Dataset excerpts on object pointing
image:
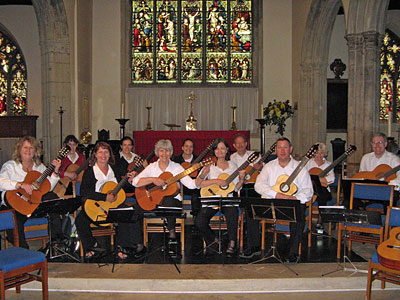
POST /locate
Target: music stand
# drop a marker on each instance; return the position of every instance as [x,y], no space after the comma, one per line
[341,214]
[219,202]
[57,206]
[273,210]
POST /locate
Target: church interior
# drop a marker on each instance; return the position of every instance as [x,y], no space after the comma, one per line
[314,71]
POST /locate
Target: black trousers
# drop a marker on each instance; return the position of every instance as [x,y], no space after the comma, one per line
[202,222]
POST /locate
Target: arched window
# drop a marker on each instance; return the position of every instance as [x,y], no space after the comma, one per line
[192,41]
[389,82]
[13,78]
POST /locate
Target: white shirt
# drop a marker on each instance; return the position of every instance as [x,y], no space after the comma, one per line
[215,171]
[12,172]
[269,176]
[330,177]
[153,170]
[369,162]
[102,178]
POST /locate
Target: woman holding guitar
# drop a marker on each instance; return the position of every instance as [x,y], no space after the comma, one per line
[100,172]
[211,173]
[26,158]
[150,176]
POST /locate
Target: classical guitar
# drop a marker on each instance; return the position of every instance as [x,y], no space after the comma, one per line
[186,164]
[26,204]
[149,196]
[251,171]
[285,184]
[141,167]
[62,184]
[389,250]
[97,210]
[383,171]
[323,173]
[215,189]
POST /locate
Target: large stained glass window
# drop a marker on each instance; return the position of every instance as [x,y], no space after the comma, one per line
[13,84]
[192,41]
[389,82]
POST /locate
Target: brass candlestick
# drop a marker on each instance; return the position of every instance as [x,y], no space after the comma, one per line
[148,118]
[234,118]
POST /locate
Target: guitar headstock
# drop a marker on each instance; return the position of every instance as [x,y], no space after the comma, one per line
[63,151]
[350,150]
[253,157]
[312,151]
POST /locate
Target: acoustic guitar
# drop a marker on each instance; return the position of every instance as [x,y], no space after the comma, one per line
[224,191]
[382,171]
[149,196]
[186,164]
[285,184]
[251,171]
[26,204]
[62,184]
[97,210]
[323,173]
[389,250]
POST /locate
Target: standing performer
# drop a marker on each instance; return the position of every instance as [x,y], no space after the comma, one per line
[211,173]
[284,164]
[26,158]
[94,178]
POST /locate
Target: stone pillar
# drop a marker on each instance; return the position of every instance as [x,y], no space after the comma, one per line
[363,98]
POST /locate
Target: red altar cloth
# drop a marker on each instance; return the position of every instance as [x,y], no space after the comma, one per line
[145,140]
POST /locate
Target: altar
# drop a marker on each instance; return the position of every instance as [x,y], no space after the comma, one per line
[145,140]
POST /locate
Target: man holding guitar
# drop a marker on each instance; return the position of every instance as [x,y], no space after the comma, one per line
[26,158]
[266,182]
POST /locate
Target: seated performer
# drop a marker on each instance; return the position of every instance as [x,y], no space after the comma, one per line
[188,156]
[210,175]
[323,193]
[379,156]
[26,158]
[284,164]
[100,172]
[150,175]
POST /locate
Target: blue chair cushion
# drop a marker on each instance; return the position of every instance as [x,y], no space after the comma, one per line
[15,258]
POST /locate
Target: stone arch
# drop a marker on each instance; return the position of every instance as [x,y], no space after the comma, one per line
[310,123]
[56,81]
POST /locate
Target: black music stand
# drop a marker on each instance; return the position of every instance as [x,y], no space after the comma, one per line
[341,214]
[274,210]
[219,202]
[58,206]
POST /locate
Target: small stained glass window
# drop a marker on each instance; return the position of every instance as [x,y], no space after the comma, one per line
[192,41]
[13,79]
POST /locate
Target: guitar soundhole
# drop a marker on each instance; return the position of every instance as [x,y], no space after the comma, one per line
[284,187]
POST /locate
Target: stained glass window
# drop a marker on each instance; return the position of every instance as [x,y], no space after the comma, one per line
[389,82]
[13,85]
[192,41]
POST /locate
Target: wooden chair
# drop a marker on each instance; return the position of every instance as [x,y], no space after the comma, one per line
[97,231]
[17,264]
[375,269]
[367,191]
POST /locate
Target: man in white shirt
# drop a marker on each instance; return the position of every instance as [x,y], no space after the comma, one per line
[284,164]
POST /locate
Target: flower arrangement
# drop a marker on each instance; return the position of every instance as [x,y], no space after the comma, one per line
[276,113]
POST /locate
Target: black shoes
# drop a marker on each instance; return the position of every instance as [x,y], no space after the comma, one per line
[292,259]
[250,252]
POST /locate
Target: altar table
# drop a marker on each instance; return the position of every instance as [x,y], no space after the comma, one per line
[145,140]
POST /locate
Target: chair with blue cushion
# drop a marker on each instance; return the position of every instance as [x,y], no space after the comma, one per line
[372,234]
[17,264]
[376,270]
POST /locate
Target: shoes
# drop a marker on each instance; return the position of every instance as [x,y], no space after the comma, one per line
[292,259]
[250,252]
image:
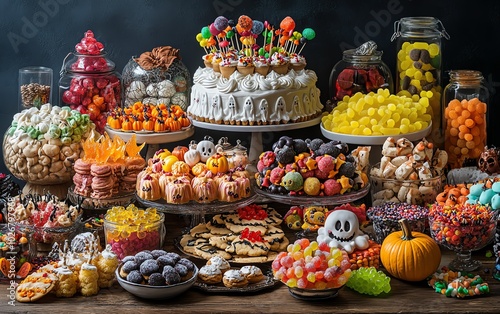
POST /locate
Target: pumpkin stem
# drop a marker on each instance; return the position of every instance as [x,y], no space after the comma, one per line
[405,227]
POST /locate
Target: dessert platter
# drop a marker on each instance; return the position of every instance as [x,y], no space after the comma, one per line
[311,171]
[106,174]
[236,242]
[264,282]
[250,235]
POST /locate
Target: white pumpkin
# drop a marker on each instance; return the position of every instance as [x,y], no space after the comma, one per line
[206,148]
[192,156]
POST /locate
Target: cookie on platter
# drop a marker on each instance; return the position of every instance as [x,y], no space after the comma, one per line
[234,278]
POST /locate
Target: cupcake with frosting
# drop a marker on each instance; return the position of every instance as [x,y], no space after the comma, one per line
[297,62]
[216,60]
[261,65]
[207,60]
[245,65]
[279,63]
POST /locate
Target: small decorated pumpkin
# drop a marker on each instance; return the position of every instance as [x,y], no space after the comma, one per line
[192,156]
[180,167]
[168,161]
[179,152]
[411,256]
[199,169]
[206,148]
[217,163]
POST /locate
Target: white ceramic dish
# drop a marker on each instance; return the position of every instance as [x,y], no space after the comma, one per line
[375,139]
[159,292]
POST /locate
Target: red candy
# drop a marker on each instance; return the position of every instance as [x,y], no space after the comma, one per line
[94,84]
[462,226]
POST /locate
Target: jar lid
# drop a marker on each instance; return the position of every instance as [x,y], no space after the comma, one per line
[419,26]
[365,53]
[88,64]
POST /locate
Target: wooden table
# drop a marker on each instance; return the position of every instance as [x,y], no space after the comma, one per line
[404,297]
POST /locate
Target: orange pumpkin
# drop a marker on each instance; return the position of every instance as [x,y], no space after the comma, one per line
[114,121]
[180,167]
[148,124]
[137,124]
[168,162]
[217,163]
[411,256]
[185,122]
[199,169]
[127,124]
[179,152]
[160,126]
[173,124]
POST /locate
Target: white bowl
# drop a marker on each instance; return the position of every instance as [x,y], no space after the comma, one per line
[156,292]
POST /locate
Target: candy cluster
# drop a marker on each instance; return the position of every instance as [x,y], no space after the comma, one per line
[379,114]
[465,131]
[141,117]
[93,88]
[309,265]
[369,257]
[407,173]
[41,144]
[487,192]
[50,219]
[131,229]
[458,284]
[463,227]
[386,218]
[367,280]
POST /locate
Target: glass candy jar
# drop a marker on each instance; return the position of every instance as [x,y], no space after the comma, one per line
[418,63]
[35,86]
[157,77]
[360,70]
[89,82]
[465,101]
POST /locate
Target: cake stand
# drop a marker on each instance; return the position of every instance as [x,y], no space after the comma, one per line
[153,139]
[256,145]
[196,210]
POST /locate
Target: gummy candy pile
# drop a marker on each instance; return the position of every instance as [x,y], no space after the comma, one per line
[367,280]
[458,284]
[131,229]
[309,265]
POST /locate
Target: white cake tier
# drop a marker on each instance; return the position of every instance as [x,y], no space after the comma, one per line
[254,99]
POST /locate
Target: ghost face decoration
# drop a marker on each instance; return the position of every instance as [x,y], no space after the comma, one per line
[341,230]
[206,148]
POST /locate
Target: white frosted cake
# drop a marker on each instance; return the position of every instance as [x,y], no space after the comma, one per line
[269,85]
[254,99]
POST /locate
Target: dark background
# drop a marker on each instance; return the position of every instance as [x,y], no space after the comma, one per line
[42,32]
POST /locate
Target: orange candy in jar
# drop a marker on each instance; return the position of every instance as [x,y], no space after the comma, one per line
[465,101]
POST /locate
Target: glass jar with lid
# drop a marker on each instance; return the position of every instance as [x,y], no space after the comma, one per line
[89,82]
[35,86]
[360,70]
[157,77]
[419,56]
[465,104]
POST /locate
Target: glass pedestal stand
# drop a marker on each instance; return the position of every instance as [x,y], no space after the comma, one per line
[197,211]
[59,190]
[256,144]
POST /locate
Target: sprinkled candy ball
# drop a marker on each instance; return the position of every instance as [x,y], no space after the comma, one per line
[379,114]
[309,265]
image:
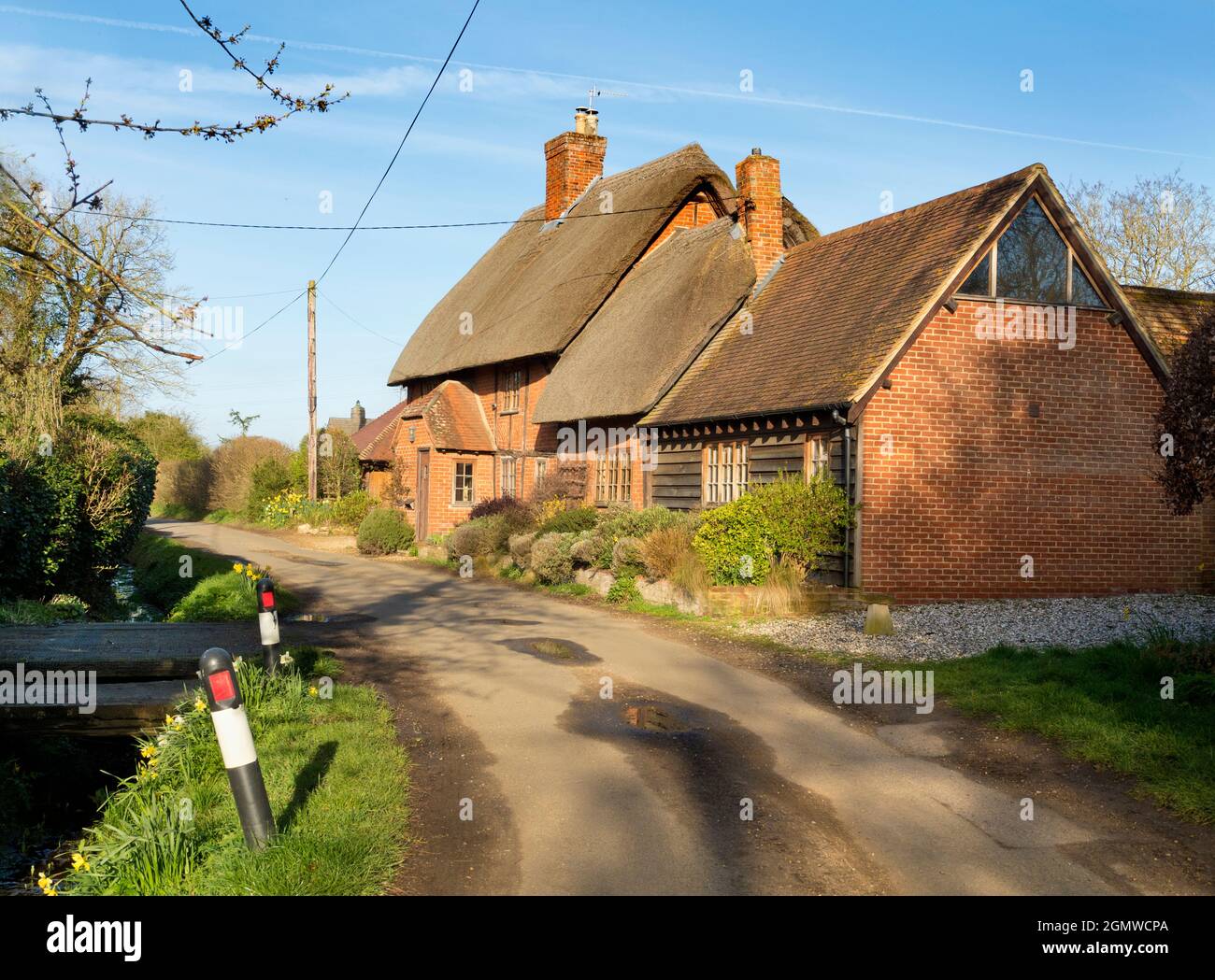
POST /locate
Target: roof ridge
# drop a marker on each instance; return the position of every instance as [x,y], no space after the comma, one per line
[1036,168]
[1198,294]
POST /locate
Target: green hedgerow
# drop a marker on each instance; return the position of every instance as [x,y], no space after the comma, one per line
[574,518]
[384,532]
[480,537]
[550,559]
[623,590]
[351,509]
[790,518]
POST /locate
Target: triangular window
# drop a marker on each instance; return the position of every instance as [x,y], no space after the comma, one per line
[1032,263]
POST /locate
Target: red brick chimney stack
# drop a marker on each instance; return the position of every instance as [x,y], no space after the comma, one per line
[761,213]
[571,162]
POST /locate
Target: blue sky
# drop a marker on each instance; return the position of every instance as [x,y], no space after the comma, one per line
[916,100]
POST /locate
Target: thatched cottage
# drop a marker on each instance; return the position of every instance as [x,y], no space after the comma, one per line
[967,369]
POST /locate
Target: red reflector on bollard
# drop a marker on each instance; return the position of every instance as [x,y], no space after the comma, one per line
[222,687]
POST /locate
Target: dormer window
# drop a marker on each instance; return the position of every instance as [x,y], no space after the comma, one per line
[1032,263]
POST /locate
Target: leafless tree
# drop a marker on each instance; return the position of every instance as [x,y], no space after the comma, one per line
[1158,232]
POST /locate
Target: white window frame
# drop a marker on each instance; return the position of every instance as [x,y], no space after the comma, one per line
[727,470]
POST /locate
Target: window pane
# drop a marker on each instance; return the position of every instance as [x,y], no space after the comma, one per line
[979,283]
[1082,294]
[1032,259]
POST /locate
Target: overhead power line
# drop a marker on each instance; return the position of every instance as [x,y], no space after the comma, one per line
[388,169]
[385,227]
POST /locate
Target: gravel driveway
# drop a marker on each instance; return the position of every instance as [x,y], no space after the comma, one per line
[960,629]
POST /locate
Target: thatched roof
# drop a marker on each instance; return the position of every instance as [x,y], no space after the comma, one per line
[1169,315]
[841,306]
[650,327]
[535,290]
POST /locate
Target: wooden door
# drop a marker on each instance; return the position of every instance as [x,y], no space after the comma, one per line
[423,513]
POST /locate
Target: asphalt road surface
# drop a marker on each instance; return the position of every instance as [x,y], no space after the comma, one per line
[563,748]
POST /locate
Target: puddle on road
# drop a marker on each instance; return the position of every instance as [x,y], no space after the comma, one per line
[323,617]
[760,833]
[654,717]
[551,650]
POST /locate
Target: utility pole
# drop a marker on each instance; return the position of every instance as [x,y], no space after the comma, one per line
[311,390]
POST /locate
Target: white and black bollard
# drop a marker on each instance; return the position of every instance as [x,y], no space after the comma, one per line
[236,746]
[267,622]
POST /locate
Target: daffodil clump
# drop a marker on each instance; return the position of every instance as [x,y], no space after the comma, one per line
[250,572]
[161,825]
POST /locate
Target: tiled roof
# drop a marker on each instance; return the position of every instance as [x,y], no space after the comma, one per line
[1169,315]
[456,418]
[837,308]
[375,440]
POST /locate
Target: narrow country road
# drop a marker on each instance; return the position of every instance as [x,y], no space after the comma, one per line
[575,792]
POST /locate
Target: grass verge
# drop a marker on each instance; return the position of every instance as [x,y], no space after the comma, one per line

__What needs to be done__.
Please count how many lines in the entries above contain the string "roof", and reply with that number alone.

__Written response__.
3